(Extract)
— begin —

After supplementing and homogenizing the data of the radiation measuring stations, the first measured climatological data series on global radiation in Hungary was produced from the data of the period 1958–1972 [
4]. During the examined period, it was possible to collect measured data sets that could be considered complete from 13 stations. However, data from several stations were needed to compile the maps showing the average monthly and annual amounts. Where there was no radiation measurement, the daily amounts of global radiation were calculated/estimated from the data on the duration of sunlight and cloudiness. In addition to the maps, the frequency distribution, mean and standard deviation of the daily amounts were also determined monthly at the 13 stations.
From the study, we selected and examined the monthly frequency distributions, averages and standard deviations for Szeged. It could be observed that the distributions were already rearranged in the transitional months, i.e., the months preceding the seasons. This occurred markedly in the change in the interval containing the maximum frequency. The maximum value of the average global radiation for one day of the month could be observed in June and July and the minimum in December. This, of course, corresponded to Hungary’s climatic characteristics [
10].
Later, on an expanded database (1958–1982), the meteorological foundations of solar energy utilization in Hungary were laid [
11].
Figure 1 is from this study. The figure shows the territorial distribution of the average annual amounts of global radiation in Hungary in the currently accepted unit of measurement (MJm
−2). While the zonal distribution dominated on the previous, smaller database maps [
6], on this one (and also on the one made in 1976) the maximum was characterized by the closed area visible in the middle of the country. This could also be observed in the case of other climatic elements and refers to the basin nature of the climate of our country [
12]. However, this was not visible on the map appearing on the OMSz website [
10]. This may have been due to the smaller size of the database (2000–2009) or to changes in the country’s climate. The OMSz map shows a maximum exceeding 4900 MJm
−2 in the southeastern areas (around Szeged).
Scientific fields dealing with the various effects of atmospheric processes also have specific methods for determining and estimating global radiation.
On the Earth’s surface, the daily global radiation is a very important component of the mass and energy processes of the ecosystem, including in crop modeling. The lack of radiation data limits the use of crop models. In Ref. [
13], an efficient global radiation estimation method was further developed using the measured data of some meteorological stations covering Hungary. The method enabled crop modelers to use their models in locations where this was previously impossible due to the lack of measured solar radiation data.

— end —

(Entries from a point annotation set)
— begin —

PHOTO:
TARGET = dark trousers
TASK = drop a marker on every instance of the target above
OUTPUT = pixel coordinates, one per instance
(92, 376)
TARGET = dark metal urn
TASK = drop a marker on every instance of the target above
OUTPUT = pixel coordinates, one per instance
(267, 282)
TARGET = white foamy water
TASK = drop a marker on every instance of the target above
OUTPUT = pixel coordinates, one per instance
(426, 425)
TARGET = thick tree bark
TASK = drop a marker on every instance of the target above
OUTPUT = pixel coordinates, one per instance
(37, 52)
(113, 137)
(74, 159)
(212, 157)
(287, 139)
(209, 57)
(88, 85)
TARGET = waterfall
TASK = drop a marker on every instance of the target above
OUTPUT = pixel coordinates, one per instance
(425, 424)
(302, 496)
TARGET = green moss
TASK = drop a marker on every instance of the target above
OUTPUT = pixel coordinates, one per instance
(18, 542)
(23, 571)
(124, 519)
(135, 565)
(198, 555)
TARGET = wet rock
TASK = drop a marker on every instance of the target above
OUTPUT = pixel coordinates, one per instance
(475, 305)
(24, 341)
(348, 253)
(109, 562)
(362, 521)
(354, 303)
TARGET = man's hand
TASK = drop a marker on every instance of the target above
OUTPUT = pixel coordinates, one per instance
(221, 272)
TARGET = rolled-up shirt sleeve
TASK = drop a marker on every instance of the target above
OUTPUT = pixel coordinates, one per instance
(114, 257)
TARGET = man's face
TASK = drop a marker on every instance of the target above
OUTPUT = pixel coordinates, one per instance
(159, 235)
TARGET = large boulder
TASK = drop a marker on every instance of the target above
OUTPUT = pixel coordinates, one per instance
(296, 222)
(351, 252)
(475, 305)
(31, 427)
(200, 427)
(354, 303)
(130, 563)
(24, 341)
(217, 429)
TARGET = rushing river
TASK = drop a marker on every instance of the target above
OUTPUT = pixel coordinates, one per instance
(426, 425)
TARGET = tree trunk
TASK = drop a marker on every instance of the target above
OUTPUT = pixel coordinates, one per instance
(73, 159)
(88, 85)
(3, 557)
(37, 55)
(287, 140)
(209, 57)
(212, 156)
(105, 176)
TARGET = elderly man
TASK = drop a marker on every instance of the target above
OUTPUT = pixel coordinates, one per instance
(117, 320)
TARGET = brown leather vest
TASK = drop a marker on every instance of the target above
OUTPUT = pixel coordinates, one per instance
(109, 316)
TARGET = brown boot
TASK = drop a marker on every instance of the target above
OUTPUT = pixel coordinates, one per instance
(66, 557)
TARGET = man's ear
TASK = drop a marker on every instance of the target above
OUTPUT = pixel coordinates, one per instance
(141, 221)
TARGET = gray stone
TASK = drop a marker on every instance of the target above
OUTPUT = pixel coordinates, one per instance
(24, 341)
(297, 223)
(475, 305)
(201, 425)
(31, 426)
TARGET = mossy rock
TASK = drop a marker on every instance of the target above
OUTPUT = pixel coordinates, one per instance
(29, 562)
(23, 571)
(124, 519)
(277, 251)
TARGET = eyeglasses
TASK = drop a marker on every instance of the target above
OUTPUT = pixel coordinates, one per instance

— end —

(Tasks to perform)
1. According to the extract, the first measured climatological data series on global radiation in Hungary was produced from data covering which period?
2. Set down the part of the extract that opens with the words containing "Figure 1 is" and closes with "areas (around Szeged).".
3. In the extract, why were some daily amounts of global radiation calculated or estimated from data on sunlight duration and cloudiness?

(Answers by task)
1. 1958–1972

2.
Figure 1 is from this study. The figure shows the territorial distribution of the average annual amounts of global radiation in Hungary in the currently accepted unit of measurement (MJm
−2). While the zonal distribution dominated on the previous, smaller database maps [
6], on this one (and also on the one made in 1976) the maximum was characterized by the closed area visible in the middle of the country. This could also be observed in the case of other climatic elements and refers to the basin nature of the climate of our country [
12]. However, this was not visible on the map appearing on the OMSz website [
10]. This may have been due to the smaller size of the database (2000–2009) or to changes in the country’s climate. The OMSz map shows a maximum exceeding 4900 MJm
−2 in the southeastern areas (around Szeged).

3. The maps of average monthly and annual amounts needed data from several stations, but some of those places had no radiation measurement. At those places, the daily amounts of global radiation were calculated or estimated from sunlight duration and cloudiness data.